**Records for processing**
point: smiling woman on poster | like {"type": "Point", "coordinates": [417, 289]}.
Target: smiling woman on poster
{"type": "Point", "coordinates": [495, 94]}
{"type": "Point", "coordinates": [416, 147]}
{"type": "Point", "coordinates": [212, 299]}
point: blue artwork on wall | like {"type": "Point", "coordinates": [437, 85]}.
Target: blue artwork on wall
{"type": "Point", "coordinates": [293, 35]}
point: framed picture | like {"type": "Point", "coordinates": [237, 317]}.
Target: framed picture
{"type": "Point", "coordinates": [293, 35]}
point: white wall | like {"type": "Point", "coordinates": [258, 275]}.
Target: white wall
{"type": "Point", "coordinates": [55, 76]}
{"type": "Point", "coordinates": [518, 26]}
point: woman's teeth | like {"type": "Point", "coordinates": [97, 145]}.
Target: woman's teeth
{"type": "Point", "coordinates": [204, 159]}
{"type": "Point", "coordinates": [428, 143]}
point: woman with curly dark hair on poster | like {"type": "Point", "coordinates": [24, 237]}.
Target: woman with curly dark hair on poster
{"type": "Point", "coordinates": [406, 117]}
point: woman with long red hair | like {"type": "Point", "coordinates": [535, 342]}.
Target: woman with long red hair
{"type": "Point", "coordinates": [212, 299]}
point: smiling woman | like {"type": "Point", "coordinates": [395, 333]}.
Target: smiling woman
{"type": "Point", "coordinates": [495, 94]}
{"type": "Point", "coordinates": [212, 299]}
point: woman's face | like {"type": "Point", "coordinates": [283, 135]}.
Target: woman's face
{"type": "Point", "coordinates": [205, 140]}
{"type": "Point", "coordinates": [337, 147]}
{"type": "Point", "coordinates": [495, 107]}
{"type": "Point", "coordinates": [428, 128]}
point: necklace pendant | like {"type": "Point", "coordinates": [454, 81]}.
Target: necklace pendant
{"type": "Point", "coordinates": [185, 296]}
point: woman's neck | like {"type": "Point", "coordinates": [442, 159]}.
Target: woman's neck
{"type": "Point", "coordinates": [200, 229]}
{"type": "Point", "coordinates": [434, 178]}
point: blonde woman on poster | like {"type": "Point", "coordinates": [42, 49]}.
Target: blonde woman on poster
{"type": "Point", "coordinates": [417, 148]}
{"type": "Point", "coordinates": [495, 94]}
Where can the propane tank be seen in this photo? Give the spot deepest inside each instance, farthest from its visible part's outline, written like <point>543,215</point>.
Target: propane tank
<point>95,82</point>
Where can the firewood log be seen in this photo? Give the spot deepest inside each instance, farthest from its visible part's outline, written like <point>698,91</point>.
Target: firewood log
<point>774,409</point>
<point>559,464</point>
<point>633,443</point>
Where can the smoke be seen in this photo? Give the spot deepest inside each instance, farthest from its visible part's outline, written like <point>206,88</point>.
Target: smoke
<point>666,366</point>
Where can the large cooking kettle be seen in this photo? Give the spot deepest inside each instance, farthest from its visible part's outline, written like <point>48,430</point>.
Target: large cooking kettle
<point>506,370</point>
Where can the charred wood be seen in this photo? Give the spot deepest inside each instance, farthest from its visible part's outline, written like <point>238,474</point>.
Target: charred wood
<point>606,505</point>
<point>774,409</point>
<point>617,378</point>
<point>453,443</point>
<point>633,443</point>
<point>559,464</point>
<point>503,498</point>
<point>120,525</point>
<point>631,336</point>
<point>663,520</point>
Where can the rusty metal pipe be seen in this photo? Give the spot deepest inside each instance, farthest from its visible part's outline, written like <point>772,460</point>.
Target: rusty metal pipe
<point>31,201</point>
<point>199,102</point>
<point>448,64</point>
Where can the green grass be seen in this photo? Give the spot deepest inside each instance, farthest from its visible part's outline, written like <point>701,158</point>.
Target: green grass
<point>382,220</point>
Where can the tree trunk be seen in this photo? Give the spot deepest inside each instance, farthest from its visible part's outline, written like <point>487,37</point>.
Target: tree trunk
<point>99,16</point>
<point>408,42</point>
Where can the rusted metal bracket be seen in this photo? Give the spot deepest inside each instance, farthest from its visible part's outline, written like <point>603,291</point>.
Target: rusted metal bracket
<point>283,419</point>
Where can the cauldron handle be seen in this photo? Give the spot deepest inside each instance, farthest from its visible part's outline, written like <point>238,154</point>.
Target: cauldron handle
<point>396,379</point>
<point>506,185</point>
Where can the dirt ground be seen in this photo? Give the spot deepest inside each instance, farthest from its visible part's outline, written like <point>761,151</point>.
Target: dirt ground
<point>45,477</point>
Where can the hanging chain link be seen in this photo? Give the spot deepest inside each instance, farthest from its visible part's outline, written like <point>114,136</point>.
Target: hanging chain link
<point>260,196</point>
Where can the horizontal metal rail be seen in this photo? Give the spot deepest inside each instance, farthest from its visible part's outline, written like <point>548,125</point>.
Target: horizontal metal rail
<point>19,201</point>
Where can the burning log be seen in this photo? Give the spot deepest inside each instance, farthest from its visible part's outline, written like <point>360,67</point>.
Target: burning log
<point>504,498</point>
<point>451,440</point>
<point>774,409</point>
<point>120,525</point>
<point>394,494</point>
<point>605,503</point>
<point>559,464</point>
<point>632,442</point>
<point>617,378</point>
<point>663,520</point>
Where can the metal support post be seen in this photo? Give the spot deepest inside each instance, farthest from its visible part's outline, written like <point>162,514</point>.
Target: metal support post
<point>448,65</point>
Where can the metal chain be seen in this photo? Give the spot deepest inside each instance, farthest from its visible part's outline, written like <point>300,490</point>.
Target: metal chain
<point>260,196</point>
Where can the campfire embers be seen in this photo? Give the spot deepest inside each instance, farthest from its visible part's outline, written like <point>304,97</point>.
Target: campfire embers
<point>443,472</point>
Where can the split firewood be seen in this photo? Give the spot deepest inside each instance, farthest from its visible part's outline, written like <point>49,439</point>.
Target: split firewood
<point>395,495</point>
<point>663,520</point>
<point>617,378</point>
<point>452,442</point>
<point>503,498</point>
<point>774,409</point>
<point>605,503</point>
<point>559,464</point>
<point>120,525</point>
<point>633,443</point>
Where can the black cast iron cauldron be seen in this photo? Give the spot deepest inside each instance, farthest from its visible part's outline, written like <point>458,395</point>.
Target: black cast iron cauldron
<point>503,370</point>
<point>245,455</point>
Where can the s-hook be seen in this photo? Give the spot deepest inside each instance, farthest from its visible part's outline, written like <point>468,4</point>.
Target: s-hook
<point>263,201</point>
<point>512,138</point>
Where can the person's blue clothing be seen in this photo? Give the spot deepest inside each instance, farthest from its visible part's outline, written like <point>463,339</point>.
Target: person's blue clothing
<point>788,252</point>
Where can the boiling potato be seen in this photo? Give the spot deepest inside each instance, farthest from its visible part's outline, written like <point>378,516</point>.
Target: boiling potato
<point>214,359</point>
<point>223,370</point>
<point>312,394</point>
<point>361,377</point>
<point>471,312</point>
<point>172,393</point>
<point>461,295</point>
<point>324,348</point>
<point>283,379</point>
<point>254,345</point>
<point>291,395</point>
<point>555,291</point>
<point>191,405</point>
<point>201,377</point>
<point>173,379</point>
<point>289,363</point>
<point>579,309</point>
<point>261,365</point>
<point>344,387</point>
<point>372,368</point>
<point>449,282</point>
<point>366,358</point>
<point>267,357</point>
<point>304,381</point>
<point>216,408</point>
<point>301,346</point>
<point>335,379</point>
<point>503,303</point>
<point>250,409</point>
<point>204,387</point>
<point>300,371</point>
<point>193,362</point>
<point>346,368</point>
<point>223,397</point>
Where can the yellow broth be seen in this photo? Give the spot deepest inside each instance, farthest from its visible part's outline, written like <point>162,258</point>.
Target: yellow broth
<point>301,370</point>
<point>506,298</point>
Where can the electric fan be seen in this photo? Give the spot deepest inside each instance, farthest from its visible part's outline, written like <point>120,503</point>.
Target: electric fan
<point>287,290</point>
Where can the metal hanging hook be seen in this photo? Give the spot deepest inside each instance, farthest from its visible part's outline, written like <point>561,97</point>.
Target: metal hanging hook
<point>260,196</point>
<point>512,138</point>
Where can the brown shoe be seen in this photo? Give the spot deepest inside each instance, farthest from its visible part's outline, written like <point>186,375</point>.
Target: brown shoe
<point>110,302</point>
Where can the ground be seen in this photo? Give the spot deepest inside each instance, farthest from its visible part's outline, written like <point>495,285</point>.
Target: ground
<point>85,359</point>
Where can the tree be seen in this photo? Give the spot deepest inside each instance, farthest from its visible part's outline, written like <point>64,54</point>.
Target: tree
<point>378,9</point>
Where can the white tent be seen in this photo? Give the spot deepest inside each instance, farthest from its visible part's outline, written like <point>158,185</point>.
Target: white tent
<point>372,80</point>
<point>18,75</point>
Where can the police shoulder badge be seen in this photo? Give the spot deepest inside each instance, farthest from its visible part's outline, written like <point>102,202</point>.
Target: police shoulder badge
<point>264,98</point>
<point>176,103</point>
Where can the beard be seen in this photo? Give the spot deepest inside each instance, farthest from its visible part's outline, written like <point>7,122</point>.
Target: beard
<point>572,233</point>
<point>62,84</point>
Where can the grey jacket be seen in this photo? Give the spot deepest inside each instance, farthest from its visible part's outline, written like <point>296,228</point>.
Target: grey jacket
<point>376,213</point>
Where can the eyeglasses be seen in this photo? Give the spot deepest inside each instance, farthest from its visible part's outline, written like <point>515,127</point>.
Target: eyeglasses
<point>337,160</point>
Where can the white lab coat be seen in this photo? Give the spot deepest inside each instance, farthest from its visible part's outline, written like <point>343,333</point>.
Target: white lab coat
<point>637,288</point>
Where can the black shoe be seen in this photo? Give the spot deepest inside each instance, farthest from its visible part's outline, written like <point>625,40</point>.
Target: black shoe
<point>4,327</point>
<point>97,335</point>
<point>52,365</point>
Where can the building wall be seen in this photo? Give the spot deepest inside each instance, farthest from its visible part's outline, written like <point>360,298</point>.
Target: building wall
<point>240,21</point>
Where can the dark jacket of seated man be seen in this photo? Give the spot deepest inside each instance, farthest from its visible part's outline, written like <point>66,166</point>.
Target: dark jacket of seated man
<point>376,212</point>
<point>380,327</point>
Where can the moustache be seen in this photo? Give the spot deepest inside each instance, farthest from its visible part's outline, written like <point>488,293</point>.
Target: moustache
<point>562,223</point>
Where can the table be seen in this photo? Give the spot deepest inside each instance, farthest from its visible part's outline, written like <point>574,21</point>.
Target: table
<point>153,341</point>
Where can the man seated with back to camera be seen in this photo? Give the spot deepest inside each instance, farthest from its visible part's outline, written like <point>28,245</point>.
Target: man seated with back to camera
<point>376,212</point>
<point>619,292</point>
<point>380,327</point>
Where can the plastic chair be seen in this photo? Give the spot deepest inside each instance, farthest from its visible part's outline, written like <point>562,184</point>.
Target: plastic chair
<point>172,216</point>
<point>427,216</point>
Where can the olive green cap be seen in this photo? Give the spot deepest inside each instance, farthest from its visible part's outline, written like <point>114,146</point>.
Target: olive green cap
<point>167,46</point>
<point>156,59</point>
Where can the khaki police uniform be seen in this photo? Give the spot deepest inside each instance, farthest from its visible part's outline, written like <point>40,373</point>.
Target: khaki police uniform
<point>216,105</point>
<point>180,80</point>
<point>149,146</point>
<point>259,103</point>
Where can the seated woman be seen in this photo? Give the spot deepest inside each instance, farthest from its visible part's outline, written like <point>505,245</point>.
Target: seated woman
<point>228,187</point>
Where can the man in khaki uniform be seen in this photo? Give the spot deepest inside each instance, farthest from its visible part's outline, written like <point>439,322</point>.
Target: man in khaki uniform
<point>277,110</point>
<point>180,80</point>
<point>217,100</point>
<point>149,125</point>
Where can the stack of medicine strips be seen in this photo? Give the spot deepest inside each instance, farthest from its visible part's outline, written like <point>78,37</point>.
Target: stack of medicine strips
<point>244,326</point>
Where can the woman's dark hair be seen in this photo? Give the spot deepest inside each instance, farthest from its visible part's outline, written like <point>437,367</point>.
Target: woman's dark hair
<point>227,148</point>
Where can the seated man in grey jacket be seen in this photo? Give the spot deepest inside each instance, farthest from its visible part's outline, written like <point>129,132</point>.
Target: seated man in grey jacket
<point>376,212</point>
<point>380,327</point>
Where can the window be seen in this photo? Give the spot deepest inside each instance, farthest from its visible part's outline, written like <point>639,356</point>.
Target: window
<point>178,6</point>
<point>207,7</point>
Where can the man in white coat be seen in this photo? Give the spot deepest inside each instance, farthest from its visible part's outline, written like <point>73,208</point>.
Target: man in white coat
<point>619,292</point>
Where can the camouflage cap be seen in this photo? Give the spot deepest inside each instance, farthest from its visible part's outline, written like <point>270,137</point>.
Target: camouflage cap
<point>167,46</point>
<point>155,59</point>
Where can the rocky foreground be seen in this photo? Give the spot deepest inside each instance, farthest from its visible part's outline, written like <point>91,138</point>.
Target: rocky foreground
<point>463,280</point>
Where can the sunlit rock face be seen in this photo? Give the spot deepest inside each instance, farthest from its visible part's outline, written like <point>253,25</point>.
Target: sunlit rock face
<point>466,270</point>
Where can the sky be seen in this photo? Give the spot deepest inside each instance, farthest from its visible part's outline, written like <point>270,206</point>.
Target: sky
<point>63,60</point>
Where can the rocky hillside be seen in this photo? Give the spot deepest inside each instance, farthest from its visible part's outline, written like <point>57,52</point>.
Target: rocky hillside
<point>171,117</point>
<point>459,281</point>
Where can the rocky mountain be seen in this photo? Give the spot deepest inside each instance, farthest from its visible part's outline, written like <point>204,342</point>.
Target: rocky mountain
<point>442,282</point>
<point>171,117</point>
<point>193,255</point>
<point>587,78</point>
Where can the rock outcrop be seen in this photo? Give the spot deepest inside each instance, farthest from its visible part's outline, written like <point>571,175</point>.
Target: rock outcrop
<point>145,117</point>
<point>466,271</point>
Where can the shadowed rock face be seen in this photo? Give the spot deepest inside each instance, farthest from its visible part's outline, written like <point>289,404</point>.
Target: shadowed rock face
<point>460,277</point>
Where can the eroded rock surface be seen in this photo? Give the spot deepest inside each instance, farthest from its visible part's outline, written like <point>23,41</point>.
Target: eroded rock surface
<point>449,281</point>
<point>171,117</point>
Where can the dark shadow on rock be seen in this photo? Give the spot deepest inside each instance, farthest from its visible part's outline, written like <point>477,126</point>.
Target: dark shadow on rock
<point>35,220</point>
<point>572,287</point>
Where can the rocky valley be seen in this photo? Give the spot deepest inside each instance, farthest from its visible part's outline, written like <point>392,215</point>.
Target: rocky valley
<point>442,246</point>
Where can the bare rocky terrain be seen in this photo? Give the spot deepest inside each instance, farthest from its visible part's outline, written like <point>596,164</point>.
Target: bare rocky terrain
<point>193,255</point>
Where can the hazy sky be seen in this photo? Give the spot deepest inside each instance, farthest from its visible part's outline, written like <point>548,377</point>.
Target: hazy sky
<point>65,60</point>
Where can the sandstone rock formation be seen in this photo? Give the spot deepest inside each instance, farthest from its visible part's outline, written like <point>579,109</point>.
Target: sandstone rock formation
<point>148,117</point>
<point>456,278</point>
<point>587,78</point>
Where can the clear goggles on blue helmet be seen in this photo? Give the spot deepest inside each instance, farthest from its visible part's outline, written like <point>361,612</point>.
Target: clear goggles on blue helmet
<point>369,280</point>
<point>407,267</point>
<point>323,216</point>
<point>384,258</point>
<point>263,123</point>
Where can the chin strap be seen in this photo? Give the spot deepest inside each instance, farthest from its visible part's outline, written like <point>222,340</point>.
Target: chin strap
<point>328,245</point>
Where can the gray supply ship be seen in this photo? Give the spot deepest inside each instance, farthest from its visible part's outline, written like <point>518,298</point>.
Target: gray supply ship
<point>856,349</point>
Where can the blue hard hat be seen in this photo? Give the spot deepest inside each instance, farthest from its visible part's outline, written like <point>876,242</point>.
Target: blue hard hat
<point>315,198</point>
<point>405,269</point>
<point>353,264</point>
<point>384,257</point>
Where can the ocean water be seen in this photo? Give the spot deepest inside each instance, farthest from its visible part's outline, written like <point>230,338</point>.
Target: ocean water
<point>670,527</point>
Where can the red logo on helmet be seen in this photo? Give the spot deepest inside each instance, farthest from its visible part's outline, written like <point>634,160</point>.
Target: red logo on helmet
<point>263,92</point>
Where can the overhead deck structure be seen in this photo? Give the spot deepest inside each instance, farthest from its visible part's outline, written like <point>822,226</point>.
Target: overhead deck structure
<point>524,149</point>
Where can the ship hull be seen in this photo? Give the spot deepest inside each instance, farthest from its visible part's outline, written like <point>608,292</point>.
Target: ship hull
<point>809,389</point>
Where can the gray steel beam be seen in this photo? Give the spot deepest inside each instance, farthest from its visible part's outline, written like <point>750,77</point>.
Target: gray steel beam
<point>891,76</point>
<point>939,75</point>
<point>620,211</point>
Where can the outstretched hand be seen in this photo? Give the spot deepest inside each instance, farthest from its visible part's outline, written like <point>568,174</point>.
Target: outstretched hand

**About this task**
Check each line above for "outstretched" and give the number of lines that match, nothing more.

**The completed task**
2